**Exercise details:**
Change "dark trousers" to "black trousers" in the lines running from the one containing "trousers, that would help a great deal." down to the one containing "295), (129, 284)]", and reproduce those lines with nothing else altered.

___ Stored records ___

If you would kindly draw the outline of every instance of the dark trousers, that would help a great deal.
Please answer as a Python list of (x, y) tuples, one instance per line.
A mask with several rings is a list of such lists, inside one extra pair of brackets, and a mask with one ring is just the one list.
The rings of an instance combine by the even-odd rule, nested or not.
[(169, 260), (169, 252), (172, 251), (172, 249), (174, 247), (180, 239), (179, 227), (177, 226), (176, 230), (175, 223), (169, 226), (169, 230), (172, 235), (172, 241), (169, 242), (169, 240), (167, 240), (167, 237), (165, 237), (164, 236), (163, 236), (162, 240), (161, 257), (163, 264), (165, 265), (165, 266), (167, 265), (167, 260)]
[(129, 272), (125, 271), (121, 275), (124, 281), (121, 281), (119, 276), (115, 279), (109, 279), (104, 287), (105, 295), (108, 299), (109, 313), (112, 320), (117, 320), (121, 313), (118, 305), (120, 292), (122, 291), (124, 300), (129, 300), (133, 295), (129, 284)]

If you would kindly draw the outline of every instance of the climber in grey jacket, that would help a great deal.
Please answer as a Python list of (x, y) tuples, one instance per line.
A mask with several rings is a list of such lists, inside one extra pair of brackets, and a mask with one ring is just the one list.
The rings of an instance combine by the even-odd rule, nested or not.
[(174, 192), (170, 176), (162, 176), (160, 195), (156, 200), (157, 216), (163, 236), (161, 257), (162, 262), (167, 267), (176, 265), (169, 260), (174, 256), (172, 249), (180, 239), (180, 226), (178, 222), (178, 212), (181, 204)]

___
___ Stored records ___

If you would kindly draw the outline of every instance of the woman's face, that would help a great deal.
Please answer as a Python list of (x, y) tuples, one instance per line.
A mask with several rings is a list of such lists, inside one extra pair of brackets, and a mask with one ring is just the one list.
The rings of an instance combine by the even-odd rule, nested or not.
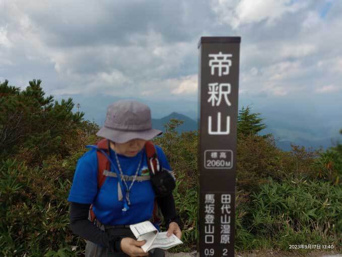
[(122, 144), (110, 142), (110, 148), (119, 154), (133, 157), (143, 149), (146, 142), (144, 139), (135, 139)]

___

**Response to the task:**
If you would kindly draw the outline of every instance of the black trousers, that would help a great deal.
Please answer as a Python list of (x, y) tuples, one instance per line.
A mask with several rings is a list of such lists, inside one extra pair of brackets, and a mask with one ring is just the one list.
The rings of an instance combine by the even-odd rule, nested or not.
[(169, 260), (169, 252), (172, 251), (172, 249), (174, 247), (180, 239), (179, 227), (177, 226), (176, 230), (175, 223), (169, 226), (169, 230), (172, 235), (172, 241), (169, 242), (169, 240), (167, 240), (167, 237), (165, 237), (164, 236), (163, 236), (162, 240), (161, 257), (163, 264), (165, 265), (165, 266), (167, 265), (167, 260)]
[(129, 272), (125, 271), (121, 275), (124, 281), (121, 281), (119, 276), (115, 279), (109, 279), (104, 287), (105, 295), (108, 299), (109, 313), (112, 320), (117, 320), (121, 313), (118, 305), (120, 292), (122, 291), (124, 300), (129, 300), (133, 295), (129, 284)]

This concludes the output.